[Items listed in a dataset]
[Start of Attachment]

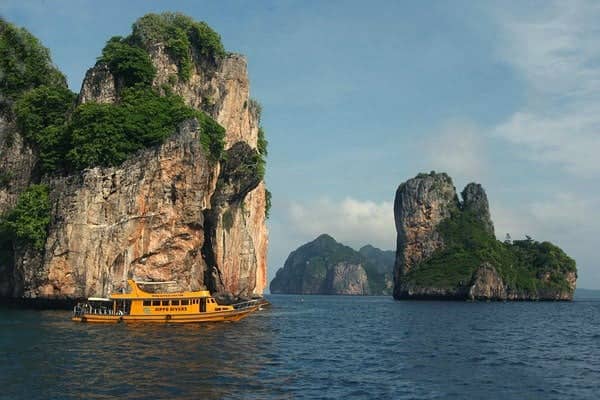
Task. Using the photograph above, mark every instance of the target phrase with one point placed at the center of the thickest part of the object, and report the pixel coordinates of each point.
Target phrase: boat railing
(246, 304)
(85, 308)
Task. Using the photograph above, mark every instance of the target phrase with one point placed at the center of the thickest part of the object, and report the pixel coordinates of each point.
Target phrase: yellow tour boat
(178, 307)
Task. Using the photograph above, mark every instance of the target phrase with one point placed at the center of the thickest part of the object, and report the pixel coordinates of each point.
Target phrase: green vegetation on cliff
(181, 36)
(69, 138)
(308, 269)
(28, 221)
(42, 118)
(130, 63)
(525, 266)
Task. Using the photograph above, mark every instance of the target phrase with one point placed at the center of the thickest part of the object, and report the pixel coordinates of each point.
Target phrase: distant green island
(325, 266)
(447, 249)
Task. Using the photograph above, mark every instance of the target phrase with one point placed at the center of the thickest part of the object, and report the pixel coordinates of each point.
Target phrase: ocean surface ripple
(313, 347)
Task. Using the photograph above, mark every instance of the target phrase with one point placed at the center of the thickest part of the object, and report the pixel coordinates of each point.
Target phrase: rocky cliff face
(168, 213)
(446, 249)
(420, 205)
(325, 266)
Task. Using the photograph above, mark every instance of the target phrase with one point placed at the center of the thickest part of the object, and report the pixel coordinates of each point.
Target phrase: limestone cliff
(168, 213)
(446, 249)
(325, 266)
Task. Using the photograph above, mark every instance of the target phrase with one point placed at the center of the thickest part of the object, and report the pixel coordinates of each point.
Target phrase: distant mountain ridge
(325, 266)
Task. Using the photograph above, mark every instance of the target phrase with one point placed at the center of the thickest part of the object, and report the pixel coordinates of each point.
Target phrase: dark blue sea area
(313, 347)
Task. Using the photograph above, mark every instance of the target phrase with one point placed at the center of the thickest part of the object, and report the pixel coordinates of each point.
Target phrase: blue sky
(358, 97)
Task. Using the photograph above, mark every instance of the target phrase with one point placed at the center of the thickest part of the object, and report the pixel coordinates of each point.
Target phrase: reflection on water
(46, 355)
(323, 347)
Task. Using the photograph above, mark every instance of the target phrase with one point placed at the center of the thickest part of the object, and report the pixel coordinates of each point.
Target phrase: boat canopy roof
(138, 293)
(98, 299)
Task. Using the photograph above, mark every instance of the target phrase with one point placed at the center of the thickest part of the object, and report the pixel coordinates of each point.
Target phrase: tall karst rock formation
(169, 212)
(446, 249)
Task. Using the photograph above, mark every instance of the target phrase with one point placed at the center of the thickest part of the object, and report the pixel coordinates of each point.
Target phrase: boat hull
(219, 316)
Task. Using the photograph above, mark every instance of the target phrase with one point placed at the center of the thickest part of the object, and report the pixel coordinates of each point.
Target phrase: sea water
(313, 347)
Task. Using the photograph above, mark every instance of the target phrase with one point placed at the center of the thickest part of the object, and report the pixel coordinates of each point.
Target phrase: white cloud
(350, 221)
(558, 55)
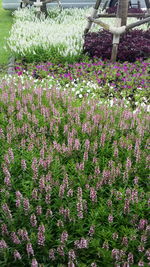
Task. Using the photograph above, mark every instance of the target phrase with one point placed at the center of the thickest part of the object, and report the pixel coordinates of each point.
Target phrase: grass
(6, 20)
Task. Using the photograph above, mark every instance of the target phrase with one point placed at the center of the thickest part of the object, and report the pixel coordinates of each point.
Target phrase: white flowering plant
(59, 37)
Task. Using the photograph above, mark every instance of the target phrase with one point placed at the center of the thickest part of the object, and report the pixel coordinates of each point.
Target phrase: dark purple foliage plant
(134, 44)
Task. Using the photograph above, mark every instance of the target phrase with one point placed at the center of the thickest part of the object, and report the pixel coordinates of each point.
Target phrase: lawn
(5, 25)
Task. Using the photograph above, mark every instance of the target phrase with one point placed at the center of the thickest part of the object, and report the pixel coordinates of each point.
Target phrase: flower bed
(74, 189)
(58, 38)
(99, 79)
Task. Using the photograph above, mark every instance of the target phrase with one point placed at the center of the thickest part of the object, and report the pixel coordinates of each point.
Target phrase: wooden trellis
(121, 21)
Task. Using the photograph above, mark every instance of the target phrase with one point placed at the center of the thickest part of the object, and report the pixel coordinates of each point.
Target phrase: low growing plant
(74, 188)
(133, 44)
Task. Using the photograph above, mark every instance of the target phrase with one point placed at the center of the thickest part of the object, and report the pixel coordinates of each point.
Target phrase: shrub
(133, 44)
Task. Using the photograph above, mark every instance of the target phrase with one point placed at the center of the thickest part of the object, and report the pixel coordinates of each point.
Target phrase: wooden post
(116, 39)
(122, 13)
(147, 3)
(93, 15)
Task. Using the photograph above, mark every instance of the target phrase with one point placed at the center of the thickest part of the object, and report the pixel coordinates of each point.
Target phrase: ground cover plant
(133, 44)
(58, 38)
(5, 26)
(74, 179)
(97, 79)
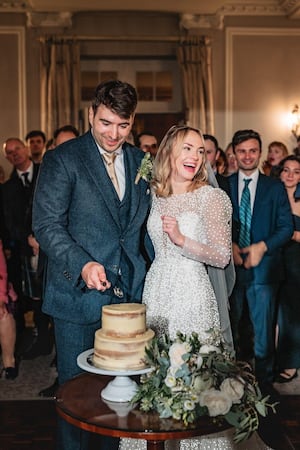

[End of Attachment]

Every line in the records is to be retyped exactly as it stands; the pictures stay out.

Task. Using the photograph above, mark every instance of the target phrase with one point placed at the center of the thickest part of the object, and report the pixel coordinates of each point.
Target phrase: boat railing
(246, 304)
(85, 308)
Task. Using the photograph above, mark every instance of the target phrase with one point placed at the center of the thickest part of the object, and report the pixel coordinates of each point.
Target phrase: yellow tour boat
(178, 307)
Task. Using the photograph above, mark every instance of the target phrase with one point placed at the center of the thickest part of the object, and report the pixel coordinates of each point.
Target phrase: green vegetation on cliff
(181, 36)
(69, 138)
(308, 269)
(28, 221)
(42, 118)
(130, 63)
(525, 266)
Task. Using the photograph above, mark every instance of the target phrase with one point placed at the center of the thickest part of the object, and report the pixel coordinates of each point.
Target phrase: distant green island
(325, 266)
(447, 249)
Task. Using the photograph above, mark every instance of the target phrase with one point placed at the center of the thickest part of the object, and report the pixel coordinates of each point.
Target phrase: ocean surface ripple
(313, 347)
Task. Using the photograph above, mark every instance of the target phrase with one point placed at the center of the thickest part of the object, and report the pixel coordinates of each point.
Target phrase: rocky cliff face
(168, 213)
(446, 249)
(420, 205)
(325, 266)
Task. Using the photograph above, mark every instance of the target phrase with one point placed at the center of the thickest part of the object, and report the pixel coordinates of each point.
Target phrase: limestone cliff
(168, 213)
(446, 249)
(325, 266)
Task. Using the photograph above, mark every instance of the target phrase with one point placed at the center of the thickest part of the object, and report the pixel coordinates of each point.
Target phrase: distant mountain ridge
(325, 266)
Task. Using the photograph above, mark every instance of the target phrase with one point placed at the center of the thickest part of the object, and report the pixel coordinates of each point.
Target phrase: dark blue sea area
(313, 347)
Task. Using the photograph above, mark every instance of the target phrase with one point placed at the center of the thickest part of the object, and report the pixel coordinates of each point.
Target phrase: blue sky
(358, 97)
Task. Using the photograph above, mark every instance of the target phrase with one point placed at the center of the thickest part of the object, and report the pixel coordinates of each point.
Target phrase: reflection on water
(46, 355)
(323, 347)
Task. Using the photograph above, mark every instance of the target phrase with one point placed at the center of the thickest part of the object, and report the pixel coordinates of each point.
Target phrase: boat canopy roof
(138, 293)
(98, 299)
Task. Using the photograph above, mark every instance of the target phrase with one point placed at the center of the thickest part of the object, and report the pixel coordinates of each point.
Target phrase: tall karst rock formation
(169, 212)
(446, 249)
Task. Using the photograph above, mark every instance of the target phrase with one point placed at the center of the thickest part of the object, and report the pixel coordinates of each point.
Target phrase: boat hull
(219, 316)
Task. Using the photograph above, mark every instance of the target phrase with one point placed at the center of the thickest part of the object, and report the pixel coordinates of each point.
Target phrase: sea water
(313, 347)
Task. Using the photograph above, mark every instance of the target phrase with one point placed at the center of the thickest part of the object, and report the pixel coordinates of each point.
Target phrase: white cloud
(350, 221)
(558, 55)
Task. Using the photograph above, mark every instance of the target phrase with one point placed at the center of the thickest part of the object, and report the pixel coordinates of each point.
Target phrase: grass
(6, 20)
Task. Using the photograph above, mark every instance of the target phrase with one point placed at the center of the thickest part of the object, and report the pixel coordinates of each point.
Target phrase: white flowering plant
(59, 37)
Task. Using the photograph above, mark every instance of the target phrase with one point placed at the center of the thickest part of the object, and report the pixel coordinates of each point.
Target phrase: dark purple foliage plant
(134, 44)
Task. Using the photograph above, mark every instance of the target phrase with one point placed at the center of the thickest part of the object, and report the pixel coordinates of each point.
Target phrase: lawn
(5, 25)
Task. Using the photograph above, mark every instance of the target phrase with one point placed at the center of the thickest part of the object, and report the pixel coordinates of each point.
Target phrase: flower bed
(74, 189)
(58, 38)
(99, 79)
Task. Using the photograph above, mark every instance of the target phrase with one point placed at the center of the thickest part of the object, and report the pixel coordinates of each point.
Target phrase: wooden trellis
(121, 21)
Task. Using the photograph above, mark every instance of the target phrase with one point placed at the center of the thickest part of the object, and report the pixel coordinates of each point.
Target phrase: low growing plant
(74, 188)
(133, 44)
Task. Using the photograph above, mark every instance of the target phrase with one point placed at the center of the thickest part of the object, and report the pixel coordinates of each point.
Target phrase: shrub
(133, 44)
Task. Using the photograph above, mark every instance of the target phrase with one point placed at the center of the thickest part of the object, and report the pixel coordinates of each point.
Target phrase: wooden post
(116, 39)
(122, 13)
(147, 3)
(93, 15)
Task. Using the photograph above, mark every instance of the target phrase with one point placed at the center of the thickest part of the object, and report the pixel coordinates of each point.
Target phrase: ground cover plant
(133, 44)
(58, 38)
(5, 26)
(74, 179)
(97, 79)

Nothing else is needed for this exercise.